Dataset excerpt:
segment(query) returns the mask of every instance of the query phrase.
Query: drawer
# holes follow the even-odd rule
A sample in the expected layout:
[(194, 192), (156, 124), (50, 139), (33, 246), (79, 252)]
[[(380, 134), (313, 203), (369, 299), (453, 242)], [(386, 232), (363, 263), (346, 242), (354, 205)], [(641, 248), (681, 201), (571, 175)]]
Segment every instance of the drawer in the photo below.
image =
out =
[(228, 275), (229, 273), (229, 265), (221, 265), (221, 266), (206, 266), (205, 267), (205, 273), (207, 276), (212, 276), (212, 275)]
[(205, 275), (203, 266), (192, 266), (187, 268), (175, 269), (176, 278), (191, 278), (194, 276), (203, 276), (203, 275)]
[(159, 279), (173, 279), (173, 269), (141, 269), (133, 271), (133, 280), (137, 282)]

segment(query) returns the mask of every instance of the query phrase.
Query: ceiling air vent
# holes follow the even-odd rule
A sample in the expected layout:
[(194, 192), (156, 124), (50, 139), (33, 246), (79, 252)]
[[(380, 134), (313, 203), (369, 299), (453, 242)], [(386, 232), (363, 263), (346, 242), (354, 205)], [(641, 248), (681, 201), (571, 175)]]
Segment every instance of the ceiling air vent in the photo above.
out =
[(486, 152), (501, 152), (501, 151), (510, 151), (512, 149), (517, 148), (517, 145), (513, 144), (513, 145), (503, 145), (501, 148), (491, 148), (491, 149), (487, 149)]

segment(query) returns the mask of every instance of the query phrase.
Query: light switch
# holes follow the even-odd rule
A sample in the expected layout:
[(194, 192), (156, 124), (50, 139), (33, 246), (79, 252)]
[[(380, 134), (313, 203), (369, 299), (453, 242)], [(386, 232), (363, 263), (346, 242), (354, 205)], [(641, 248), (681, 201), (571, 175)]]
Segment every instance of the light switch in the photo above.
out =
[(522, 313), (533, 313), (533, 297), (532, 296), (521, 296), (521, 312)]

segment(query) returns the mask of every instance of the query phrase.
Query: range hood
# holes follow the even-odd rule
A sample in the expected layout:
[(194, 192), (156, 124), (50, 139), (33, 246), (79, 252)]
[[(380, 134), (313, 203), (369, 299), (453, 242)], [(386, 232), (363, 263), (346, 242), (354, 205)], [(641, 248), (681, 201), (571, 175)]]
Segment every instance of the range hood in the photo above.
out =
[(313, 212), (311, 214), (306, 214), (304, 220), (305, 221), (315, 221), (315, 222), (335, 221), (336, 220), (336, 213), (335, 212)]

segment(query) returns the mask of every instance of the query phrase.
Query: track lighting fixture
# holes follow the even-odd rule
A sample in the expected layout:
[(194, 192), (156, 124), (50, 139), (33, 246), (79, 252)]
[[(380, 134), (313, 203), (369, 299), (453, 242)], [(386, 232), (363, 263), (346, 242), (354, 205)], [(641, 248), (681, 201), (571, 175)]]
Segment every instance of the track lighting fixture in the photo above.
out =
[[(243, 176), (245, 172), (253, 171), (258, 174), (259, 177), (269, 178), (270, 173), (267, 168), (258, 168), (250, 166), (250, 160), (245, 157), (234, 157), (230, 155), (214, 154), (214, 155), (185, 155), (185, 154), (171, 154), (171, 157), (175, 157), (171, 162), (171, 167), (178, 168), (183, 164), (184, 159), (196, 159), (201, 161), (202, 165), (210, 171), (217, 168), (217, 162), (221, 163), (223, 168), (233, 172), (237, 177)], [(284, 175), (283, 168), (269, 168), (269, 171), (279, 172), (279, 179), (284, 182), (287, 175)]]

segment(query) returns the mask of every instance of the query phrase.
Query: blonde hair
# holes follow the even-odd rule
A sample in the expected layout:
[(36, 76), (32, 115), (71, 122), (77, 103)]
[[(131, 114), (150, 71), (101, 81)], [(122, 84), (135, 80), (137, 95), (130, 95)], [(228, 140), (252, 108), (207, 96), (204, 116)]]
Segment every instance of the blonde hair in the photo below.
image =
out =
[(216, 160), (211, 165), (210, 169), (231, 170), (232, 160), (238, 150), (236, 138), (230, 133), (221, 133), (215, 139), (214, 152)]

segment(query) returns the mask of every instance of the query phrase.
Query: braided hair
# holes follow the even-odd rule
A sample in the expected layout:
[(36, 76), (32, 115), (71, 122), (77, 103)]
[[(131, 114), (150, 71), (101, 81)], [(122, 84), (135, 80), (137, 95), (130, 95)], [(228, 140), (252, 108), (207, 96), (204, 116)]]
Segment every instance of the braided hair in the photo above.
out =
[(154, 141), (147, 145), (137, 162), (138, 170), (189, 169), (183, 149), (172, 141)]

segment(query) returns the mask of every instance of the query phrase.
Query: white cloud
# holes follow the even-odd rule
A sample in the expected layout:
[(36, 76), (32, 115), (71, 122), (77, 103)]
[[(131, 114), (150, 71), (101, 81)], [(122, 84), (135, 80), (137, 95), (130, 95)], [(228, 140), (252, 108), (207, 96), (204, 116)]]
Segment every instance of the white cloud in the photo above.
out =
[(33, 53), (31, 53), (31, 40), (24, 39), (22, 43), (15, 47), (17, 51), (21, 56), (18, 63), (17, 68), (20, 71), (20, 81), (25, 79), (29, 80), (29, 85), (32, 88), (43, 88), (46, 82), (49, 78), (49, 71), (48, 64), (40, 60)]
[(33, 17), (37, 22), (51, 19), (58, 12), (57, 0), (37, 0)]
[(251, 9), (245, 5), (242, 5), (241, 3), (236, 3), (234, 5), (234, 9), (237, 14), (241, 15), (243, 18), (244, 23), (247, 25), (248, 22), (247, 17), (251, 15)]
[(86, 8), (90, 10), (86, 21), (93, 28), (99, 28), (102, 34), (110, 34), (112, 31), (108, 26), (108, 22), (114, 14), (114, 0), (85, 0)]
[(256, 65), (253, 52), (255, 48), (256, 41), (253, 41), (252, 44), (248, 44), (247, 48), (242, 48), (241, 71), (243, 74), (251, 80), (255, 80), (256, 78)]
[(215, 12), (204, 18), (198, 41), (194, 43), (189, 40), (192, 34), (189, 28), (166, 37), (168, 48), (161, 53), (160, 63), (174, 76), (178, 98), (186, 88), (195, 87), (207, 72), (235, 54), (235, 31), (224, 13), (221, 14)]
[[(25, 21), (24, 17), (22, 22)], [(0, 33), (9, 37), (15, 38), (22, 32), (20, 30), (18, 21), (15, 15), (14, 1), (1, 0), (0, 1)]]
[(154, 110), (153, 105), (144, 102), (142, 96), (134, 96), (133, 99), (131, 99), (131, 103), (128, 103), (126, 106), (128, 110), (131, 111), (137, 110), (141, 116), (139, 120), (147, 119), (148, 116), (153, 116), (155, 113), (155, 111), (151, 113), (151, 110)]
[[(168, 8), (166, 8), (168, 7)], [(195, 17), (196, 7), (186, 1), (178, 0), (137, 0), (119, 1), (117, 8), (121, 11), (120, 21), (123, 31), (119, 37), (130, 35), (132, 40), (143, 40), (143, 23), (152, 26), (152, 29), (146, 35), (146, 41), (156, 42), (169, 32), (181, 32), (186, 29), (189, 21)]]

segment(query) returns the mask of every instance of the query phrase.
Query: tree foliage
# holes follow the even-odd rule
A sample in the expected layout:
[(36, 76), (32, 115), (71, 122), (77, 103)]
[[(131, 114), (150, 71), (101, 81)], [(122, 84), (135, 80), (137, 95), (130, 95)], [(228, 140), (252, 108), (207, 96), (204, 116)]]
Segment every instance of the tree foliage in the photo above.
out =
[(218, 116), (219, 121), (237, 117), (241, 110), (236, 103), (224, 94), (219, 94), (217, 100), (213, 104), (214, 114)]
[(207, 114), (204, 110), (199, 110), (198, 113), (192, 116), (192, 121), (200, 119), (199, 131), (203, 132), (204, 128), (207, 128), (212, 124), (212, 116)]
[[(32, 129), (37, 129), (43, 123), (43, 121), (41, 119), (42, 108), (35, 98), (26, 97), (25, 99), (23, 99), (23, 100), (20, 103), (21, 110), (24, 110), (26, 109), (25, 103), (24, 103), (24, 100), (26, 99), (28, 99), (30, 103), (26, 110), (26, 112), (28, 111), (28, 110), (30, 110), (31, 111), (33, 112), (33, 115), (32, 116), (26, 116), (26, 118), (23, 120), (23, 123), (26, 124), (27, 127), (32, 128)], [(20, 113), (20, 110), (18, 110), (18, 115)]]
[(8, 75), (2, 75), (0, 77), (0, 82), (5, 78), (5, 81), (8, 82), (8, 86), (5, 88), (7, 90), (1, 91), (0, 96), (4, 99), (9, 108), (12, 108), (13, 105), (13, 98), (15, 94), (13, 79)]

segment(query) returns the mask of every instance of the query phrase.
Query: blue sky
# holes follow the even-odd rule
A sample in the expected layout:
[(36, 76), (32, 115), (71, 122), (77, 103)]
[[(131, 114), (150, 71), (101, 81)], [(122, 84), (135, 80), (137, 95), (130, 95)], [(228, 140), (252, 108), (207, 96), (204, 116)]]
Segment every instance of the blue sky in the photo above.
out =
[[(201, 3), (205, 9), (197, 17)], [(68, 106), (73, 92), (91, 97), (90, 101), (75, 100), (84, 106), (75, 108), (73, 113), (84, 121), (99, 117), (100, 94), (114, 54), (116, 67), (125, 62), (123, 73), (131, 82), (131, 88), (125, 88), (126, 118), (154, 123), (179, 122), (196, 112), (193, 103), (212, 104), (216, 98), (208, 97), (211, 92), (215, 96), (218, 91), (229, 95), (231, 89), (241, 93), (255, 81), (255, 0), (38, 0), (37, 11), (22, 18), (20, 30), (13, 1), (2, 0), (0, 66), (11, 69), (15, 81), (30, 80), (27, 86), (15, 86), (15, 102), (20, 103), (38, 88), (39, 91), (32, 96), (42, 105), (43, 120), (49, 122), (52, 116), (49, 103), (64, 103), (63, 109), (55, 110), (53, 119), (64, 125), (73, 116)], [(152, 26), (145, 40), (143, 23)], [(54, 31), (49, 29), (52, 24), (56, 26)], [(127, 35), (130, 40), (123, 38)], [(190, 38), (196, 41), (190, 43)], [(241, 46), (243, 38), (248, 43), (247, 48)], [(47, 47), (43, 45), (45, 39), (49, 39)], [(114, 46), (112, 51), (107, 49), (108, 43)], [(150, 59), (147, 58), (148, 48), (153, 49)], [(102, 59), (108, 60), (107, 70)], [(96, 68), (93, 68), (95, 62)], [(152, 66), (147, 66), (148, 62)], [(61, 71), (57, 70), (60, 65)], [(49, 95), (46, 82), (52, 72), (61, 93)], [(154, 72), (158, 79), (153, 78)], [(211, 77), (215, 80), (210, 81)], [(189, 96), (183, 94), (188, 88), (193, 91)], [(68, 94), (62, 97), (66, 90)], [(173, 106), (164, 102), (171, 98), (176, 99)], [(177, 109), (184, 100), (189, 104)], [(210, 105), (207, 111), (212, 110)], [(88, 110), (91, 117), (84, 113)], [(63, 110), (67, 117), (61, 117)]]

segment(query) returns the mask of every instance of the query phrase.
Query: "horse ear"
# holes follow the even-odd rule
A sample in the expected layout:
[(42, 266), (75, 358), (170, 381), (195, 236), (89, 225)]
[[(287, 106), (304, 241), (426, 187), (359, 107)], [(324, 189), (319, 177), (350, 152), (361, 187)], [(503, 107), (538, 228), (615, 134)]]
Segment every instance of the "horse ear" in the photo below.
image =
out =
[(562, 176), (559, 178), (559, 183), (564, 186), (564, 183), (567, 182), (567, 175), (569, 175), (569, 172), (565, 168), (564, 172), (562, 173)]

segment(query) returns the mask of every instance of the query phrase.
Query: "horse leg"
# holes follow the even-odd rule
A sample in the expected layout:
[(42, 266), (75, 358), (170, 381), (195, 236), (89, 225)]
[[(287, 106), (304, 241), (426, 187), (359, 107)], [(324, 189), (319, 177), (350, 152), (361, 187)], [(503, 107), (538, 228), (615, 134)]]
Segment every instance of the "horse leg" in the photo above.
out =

(Your goal):
Copy out verbatim every line from the beginning of the entries through the line containing "276), (212, 275)]", including both ends.

(Exercise response):
segment(query) returns the mask of every instance of the query phrase.
Query: drawer
# holes follow the even-odd rule
A sample in the expected layout:
[(194, 192), (156, 124), (50, 139), (33, 246), (79, 252)]
[[(380, 134), (313, 203), (369, 299), (453, 242)], [(386, 232), (363, 263), (346, 242), (354, 205)], [(641, 248), (681, 201), (571, 175)]]
Segment every instance of the drawer in the photo below.
image =
out =
[(228, 275), (229, 273), (229, 265), (221, 265), (221, 266), (206, 266), (205, 267), (205, 273), (207, 276), (212, 276), (212, 275)]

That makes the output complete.